Task — Can the data below be echoed back word for word?

════════════════

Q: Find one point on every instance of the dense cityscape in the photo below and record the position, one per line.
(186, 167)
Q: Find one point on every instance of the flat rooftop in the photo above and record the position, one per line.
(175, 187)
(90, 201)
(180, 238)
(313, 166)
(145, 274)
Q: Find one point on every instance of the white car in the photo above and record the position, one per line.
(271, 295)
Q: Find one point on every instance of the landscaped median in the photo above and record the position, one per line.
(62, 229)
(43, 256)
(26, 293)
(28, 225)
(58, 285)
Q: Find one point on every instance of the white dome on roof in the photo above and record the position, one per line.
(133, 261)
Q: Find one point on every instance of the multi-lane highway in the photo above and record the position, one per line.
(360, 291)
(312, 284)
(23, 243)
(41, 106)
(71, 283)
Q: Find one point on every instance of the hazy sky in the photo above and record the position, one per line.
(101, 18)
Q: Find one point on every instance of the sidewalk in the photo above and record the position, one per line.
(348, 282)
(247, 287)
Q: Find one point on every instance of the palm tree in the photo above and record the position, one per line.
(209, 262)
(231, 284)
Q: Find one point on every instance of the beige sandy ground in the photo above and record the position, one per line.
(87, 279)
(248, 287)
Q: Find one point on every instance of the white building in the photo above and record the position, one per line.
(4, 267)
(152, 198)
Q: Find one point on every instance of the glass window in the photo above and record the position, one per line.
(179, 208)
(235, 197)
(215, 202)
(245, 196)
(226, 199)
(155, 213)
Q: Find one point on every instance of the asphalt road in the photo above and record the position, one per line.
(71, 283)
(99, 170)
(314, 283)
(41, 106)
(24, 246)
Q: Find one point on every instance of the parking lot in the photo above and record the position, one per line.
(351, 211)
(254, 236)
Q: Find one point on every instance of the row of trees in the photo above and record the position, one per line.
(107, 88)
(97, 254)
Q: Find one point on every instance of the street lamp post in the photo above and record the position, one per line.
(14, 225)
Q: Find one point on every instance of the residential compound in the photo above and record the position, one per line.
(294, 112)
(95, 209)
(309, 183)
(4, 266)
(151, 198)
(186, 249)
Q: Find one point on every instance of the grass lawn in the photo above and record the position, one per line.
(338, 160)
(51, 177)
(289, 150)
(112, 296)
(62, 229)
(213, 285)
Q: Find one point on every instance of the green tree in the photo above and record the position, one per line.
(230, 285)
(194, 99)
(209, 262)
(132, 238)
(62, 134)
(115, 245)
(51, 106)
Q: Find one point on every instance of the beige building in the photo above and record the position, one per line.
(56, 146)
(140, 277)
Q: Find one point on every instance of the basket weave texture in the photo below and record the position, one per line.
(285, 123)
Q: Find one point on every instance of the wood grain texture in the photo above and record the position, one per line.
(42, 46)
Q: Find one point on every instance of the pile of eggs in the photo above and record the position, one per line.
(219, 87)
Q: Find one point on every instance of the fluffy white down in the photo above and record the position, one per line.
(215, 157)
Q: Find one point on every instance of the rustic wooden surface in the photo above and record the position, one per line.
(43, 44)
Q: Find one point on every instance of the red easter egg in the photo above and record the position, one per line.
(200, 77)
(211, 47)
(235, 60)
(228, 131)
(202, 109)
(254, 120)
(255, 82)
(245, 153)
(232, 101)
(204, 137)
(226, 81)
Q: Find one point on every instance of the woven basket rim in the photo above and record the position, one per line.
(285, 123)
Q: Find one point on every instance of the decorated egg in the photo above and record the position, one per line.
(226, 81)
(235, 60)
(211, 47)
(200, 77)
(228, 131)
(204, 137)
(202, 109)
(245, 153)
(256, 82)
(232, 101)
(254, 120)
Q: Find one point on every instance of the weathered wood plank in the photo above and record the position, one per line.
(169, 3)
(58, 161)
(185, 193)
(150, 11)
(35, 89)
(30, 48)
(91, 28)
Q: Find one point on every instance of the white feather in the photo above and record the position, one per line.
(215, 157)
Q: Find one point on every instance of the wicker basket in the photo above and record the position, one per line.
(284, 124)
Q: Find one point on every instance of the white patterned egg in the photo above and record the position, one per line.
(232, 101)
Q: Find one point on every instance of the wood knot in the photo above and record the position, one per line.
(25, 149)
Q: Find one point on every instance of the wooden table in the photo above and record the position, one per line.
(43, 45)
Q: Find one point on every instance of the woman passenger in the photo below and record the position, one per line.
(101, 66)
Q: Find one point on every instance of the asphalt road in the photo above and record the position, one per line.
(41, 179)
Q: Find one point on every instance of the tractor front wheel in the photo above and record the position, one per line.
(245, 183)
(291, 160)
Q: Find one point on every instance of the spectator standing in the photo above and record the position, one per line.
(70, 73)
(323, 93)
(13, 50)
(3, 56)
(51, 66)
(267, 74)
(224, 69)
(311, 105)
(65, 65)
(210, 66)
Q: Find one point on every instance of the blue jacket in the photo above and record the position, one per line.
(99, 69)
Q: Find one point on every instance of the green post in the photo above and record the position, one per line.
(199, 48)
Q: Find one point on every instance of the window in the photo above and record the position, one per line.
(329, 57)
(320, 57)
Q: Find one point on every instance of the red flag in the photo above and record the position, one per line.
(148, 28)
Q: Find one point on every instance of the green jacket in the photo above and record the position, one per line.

════════════════

Written answer —
Q: Find one point on every instance of the dense cityscape in the photo below and record the position, one per line.
(186, 167)
Q: Find one point on every instance of the flat rooftop in the photo above and record the position, one per line.
(175, 187)
(90, 201)
(180, 238)
(313, 166)
(145, 274)
Q: Find one point on every instance of the white car in the photo above and record the position, one per line.
(271, 295)
Q: Find one point on every instance of the landscaped median in the photo above and record the position, one per line.
(62, 229)
(43, 256)
(26, 293)
(28, 225)
(58, 285)
Q: Find one point on every instance of the white dome on roof in the photo above and record the position, one per line.
(133, 261)
Q: Find one point on every instance of the multi-lane highway in the photo above and record the position, one per line.
(360, 291)
(312, 284)
(23, 243)
(41, 106)
(71, 283)
Q: Find one point on every instance of the hazy sky in the photo above and record the position, one per line.
(101, 18)
Q: Find one point on every instance of the sidewalk in the photo above and record the position, one per line.
(348, 282)
(247, 287)
Q: Find one point on every instance of the palm tree in the photo above and record the position, one per line.
(209, 262)
(231, 284)
Q: Find one point on every instance of the beige sandy ground in the photo above and record the position, one per line.
(87, 279)
(248, 287)
Q: Find one point on every instance of the white building in the photo above and record the position, one per line.
(4, 267)
(152, 198)
Q: Find one point on every instance of the glass window in the photo above and record the position, one per line.
(179, 208)
(235, 197)
(215, 202)
(245, 196)
(226, 199)
(155, 213)
Q: Find one point on every instance of the asphalt road in the photo above and record the position, one per line.
(71, 283)
(99, 170)
(314, 283)
(41, 106)
(24, 246)
Q: Find one point on every instance of the parking lot in the photo above and record the position, one per line.
(351, 211)
(254, 236)
Q: Find one point on every instance of the row of trees in the photo above and record the position, one per line.
(107, 88)
(97, 254)
Q: Find one point on every instance of the street lamp post in the photo above and record the position, one per line.
(14, 225)
Q: Find one point on every instance of the residential compound in the photo above and record the position, one per line.
(294, 112)
(95, 209)
(309, 183)
(4, 266)
(151, 198)
(186, 249)
Q: Find one point on every instance of the grass lawn in the photo above and record the position, one per line.
(338, 160)
(51, 177)
(289, 150)
(112, 296)
(62, 229)
(213, 285)
Q: Find one point on every instance of the green tree in the photo above and record the position, one per line.
(230, 285)
(194, 99)
(209, 262)
(132, 238)
(62, 134)
(115, 245)
(51, 106)
Q: Find one point on every instance of the beige building in the photo above and record the position, one per line.
(56, 146)
(140, 277)
Q: Find one point on every instance of the basket weave texture in the photo below and record the position, one per line.
(285, 123)
Q: Find one point on every instance of the wood grain texture in the photo above and record the position, one per line.
(42, 46)
Q: Find one point on every instance of the pile of eggs in the photo above and record the position, one per line.
(219, 87)
Q: Find one point on every instance of the fluffy white down in the photo above and record the position, one per line.
(215, 157)
Q: Find one point on every instance of the rustic wooden surface in the photo above and record the position, one per line.
(43, 44)
Q: Find one point on every instance of the red easter egg in the photo above and record the position, one per line.
(200, 77)
(211, 47)
(235, 60)
(228, 131)
(202, 109)
(254, 120)
(255, 82)
(245, 153)
(232, 101)
(204, 137)
(226, 81)
Q: Find one point on every instance of the woven basket rim in the photo above and record the position, one per line.
(285, 123)
Q: Find one point on every instance of the decorated egg in the photo above and record the position, one per line.
(226, 81)
(235, 60)
(211, 47)
(200, 77)
(228, 131)
(204, 137)
(202, 109)
(245, 153)
(256, 82)
(232, 101)
(254, 120)
Q: Find one point on every instance of the weathered wood plank in the photo above and record the position, one per line.
(169, 3)
(58, 161)
(185, 193)
(150, 11)
(35, 89)
(30, 48)
(91, 28)
Q: Find one point on every instance of the white feather in the photo above and record the position, one per line.
(215, 157)
Q: Find one point on every instance of the wicker basket in the photo above and record the position, one per line.
(284, 124)
Q: Find one point on every instance of the white patterned egg in the photo above and record the position, one per line.
(232, 101)
Q: Find one point on every instance of the wood knot in the photo above and record the position, one per line.
(25, 149)
Q: Find one point on every instance of the wooden table in the photo above and record the position, one per line.
(43, 45)
Q: Find one point on every instance of the woman passenger in the photo below and record the position, one per line.
(101, 66)
Q: Find one point on every instance of the asphalt road in the photo above and record the position, one per line.
(41, 179)
Q: Find one point on every instance of the tractor front wheel in the photo above and record the position, one per line.
(245, 183)
(291, 160)
Q: Find one point on every instance of the spectator standing in the photo above and record the position, one per line.
(70, 73)
(323, 93)
(13, 50)
(3, 56)
(51, 66)
(267, 74)
(224, 69)
(311, 105)
(65, 65)
(210, 66)
Q: Find one point on every instance of the blue jacket in the photo above and record the position, one per line.
(99, 69)
Q: Find one point on every instance of the green post in the photo above and record the position, one per line.
(199, 48)
Q: Find one point on every instance of the window in the photo above and record the position, one per line.
(329, 57)
(320, 57)
Q: Find one point on every instance of the red flag in the photo above and record the position, one per line.
(148, 28)
Q: Find one point on every instance of the green jacket in the photo above and record the position, one per line.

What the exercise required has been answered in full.